▶ _GIVEN INFORMATION_:

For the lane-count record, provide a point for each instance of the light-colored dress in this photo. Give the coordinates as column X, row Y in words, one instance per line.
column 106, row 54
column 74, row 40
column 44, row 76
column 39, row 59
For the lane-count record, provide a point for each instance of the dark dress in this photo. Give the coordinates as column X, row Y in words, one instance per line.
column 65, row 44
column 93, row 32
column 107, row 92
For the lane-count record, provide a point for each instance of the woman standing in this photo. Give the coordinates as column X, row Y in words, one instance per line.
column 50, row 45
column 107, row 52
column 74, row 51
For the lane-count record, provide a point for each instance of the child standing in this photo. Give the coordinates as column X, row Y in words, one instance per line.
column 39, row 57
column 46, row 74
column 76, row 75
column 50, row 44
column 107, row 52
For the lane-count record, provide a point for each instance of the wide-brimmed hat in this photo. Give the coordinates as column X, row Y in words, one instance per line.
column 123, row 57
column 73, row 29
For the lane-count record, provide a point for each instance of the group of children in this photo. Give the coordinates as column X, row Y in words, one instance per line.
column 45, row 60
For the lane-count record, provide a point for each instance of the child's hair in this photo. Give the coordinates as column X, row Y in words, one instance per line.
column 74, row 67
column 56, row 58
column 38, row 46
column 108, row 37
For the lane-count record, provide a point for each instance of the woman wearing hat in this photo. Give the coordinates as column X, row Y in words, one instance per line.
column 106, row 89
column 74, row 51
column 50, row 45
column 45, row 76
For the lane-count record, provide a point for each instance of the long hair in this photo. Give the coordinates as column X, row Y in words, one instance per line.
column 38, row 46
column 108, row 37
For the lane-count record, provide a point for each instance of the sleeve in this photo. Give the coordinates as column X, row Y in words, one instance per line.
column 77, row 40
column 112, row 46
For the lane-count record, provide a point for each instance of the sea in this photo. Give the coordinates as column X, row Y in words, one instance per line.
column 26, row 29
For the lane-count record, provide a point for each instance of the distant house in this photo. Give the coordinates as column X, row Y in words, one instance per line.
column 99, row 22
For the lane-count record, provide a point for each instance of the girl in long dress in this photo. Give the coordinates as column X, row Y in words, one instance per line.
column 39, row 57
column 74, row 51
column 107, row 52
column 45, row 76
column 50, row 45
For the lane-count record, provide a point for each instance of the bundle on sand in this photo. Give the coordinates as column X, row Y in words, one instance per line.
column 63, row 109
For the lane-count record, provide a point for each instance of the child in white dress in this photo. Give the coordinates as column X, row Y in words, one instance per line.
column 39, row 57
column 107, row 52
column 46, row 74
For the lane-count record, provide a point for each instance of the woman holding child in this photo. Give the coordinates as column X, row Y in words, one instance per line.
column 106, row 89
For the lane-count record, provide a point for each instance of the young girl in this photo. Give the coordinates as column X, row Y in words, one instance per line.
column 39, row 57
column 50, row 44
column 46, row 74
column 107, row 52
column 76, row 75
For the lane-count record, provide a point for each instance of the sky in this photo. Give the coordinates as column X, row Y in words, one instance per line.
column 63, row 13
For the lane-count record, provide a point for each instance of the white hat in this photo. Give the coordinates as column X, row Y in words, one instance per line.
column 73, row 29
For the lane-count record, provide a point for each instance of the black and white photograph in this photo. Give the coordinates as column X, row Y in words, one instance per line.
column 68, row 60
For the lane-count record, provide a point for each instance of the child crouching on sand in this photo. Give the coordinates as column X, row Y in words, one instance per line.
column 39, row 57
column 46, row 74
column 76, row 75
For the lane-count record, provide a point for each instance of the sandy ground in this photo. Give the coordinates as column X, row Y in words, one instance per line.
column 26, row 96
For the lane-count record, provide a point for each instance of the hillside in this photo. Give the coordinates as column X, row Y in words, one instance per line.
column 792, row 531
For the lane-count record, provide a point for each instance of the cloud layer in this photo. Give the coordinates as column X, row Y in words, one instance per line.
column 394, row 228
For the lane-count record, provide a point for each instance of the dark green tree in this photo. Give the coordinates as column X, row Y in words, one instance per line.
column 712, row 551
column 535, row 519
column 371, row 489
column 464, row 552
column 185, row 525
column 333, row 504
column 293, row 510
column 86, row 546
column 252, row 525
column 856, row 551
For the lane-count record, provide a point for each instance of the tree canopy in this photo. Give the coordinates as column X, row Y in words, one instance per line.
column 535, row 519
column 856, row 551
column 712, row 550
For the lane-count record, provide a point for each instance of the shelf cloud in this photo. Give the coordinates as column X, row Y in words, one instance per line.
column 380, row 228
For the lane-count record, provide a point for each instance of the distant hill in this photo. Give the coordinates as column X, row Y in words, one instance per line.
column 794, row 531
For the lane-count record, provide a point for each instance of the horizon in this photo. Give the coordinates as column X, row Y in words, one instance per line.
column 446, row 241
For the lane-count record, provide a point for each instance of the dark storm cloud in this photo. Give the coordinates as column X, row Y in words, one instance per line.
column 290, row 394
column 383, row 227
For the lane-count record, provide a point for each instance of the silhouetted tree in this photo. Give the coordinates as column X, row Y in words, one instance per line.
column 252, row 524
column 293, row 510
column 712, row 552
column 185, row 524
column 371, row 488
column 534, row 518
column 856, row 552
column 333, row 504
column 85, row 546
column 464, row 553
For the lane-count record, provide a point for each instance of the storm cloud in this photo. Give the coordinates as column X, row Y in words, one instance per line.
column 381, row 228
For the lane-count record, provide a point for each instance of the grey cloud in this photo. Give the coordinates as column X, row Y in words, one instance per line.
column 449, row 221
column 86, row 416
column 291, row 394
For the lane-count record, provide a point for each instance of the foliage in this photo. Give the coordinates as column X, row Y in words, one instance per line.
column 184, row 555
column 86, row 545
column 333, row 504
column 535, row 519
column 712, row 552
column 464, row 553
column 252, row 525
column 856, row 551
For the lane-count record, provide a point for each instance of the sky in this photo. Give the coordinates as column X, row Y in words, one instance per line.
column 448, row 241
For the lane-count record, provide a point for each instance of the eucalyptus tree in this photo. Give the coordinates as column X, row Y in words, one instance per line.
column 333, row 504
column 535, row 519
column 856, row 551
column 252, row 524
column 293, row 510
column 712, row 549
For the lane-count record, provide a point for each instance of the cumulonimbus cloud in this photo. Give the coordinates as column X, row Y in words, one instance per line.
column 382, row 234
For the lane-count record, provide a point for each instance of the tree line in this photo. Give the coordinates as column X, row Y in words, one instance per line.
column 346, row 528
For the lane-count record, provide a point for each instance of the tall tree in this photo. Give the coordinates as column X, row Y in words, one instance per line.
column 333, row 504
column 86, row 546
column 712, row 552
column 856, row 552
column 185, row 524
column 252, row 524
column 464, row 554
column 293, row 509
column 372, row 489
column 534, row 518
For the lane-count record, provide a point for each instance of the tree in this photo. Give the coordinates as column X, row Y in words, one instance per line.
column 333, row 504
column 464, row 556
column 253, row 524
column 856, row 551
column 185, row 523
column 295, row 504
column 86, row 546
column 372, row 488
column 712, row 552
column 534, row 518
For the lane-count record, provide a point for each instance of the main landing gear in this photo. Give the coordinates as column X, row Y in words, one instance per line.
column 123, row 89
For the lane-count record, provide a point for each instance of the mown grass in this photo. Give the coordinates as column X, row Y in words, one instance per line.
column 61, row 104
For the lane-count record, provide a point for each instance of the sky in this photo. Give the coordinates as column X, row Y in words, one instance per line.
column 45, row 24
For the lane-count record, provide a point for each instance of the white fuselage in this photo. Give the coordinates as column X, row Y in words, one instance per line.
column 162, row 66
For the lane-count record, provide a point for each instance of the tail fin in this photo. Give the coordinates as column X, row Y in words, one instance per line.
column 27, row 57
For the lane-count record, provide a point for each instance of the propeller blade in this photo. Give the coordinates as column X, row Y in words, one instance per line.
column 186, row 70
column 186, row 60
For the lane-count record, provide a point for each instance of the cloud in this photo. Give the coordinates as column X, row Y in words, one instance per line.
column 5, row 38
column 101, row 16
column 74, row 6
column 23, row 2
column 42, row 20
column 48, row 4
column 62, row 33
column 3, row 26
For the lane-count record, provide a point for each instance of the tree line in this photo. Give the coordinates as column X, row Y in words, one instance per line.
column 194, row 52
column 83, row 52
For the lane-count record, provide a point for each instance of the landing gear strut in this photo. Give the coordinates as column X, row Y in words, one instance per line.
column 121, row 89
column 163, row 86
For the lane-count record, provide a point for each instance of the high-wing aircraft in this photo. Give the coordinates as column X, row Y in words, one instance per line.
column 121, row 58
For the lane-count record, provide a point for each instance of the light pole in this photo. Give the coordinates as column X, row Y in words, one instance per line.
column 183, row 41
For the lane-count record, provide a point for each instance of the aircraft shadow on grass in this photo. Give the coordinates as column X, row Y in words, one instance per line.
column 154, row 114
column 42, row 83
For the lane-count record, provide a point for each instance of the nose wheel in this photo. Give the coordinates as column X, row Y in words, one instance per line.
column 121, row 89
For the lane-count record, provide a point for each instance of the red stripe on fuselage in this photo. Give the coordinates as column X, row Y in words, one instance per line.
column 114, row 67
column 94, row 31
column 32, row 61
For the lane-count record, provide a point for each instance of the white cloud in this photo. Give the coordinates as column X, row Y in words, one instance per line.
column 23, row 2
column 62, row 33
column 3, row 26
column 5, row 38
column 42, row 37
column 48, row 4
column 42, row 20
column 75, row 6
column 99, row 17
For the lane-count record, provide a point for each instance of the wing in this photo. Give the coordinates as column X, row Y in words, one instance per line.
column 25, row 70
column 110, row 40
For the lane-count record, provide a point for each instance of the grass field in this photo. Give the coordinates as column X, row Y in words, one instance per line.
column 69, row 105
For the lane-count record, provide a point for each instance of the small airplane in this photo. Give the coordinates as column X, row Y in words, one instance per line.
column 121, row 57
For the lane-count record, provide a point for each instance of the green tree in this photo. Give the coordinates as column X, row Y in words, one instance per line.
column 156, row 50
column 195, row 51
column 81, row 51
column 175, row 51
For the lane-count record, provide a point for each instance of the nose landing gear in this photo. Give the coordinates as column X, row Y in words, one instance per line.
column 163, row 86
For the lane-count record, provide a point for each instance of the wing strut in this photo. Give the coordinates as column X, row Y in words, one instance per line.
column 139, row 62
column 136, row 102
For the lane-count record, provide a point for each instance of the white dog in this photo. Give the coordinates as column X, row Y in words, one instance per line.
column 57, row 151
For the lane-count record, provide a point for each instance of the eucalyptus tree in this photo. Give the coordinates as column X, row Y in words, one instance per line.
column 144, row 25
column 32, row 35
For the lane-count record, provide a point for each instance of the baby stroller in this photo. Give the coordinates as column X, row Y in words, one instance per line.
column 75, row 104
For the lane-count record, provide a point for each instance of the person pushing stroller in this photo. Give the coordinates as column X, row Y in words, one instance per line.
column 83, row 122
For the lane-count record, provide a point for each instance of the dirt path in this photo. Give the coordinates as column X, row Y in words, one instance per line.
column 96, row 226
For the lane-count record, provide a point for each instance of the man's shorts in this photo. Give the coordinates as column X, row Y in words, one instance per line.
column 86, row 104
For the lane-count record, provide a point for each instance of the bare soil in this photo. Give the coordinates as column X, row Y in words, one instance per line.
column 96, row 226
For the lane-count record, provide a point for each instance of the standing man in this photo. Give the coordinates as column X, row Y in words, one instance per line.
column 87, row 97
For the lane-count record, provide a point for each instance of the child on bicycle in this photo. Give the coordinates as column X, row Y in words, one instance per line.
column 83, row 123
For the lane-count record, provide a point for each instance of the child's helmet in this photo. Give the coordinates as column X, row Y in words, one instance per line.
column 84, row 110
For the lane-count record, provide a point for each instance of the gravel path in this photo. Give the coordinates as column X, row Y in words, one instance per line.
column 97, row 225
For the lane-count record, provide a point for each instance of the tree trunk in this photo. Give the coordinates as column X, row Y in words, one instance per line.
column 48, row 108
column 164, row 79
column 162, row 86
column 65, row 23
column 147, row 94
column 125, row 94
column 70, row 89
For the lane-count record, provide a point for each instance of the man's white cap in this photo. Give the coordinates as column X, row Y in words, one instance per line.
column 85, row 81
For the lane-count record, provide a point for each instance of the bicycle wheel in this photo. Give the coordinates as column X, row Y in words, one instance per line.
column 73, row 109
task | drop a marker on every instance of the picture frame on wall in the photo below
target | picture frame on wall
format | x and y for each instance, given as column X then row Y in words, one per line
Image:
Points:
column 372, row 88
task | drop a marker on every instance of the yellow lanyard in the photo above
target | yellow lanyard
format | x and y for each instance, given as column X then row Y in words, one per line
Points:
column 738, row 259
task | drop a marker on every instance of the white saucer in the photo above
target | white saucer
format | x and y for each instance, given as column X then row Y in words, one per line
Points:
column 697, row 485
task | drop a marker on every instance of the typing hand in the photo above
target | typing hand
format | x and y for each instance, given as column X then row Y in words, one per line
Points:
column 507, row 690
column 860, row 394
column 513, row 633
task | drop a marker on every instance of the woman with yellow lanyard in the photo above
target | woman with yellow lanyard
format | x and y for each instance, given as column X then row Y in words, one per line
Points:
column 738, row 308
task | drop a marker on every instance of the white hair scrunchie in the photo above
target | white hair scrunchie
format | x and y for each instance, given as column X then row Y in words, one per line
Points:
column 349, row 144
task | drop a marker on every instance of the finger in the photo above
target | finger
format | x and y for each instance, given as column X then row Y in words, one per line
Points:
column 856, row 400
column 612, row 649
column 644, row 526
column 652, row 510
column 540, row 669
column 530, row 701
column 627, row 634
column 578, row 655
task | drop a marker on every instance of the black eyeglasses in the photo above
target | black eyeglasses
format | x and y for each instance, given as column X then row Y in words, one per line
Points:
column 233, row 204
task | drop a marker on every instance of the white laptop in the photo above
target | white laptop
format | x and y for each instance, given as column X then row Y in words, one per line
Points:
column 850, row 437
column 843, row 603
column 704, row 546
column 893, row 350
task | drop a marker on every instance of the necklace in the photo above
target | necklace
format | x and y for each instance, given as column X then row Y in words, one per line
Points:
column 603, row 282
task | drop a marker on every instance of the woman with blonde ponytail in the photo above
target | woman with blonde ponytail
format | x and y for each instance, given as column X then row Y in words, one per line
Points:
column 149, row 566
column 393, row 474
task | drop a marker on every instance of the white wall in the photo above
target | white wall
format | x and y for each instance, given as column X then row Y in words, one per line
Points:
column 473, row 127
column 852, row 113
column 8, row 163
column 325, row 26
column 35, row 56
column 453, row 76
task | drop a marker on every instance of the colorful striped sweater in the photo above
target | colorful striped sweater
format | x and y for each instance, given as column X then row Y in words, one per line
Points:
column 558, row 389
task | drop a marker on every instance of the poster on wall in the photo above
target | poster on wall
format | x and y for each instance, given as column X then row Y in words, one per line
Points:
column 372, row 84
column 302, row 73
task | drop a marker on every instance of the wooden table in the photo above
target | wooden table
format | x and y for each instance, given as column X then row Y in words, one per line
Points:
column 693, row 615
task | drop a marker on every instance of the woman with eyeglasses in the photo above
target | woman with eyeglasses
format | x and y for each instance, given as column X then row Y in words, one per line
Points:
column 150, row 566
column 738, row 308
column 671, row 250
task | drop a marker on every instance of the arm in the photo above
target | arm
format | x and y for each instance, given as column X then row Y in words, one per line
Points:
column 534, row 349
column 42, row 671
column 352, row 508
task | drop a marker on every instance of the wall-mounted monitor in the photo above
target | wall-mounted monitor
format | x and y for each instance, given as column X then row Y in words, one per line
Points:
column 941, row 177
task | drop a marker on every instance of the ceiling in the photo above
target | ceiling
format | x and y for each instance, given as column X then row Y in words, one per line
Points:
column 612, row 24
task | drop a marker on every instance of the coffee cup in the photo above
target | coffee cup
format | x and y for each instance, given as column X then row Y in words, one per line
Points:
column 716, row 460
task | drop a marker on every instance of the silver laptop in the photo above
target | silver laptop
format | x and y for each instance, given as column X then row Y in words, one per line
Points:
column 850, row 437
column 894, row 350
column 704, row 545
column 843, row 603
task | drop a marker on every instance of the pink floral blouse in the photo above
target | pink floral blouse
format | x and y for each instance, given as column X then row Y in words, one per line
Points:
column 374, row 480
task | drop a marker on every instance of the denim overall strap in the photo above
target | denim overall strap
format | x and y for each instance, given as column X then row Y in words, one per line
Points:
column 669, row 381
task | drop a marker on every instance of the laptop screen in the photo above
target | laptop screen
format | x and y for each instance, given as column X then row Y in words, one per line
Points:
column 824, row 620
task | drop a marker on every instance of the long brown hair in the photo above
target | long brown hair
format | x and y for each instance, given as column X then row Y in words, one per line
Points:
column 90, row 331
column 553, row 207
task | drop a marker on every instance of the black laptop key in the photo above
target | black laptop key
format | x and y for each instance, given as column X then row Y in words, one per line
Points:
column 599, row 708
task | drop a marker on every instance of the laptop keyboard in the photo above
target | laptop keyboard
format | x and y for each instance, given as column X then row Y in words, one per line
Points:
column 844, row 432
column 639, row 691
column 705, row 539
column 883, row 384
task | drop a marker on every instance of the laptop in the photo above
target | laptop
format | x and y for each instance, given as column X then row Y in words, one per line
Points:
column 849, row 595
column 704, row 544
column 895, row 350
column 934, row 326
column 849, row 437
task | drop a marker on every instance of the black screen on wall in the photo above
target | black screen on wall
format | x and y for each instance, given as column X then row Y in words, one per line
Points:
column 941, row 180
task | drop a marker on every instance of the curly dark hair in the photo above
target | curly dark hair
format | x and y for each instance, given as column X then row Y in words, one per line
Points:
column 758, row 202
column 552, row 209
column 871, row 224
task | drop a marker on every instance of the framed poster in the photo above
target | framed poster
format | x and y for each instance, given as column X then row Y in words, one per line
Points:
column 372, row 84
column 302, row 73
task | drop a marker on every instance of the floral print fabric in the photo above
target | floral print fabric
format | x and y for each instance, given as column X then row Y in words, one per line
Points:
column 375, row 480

▶ _TASK BRIEF_:
Give the lines from the one containing "task | drop a marker on every instance of the curly" through the end of the entries again, exactly as written and with no other lines.

▶ _ANSWER FOR THIS EXERCISE_:
task | drop a marker on every instance of the curly dark hair in the photo above
target | curly dark hair
format | x and y for each instance, given as column X then row Y in words, one per line
Points:
column 758, row 202
column 552, row 209
column 871, row 224
task | drop a marker on every instance of the framed poster in the photo above
target | framed poster
format | x and y for each instance, given as column X then row Y in words, one per line
Points:
column 372, row 84
column 302, row 73
task | drop a marker on every instance of the floral print fabric in the photo above
target | floral print fabric
format | x and y for each instance, given as column X then row Y in words, one per line
Points:
column 375, row 480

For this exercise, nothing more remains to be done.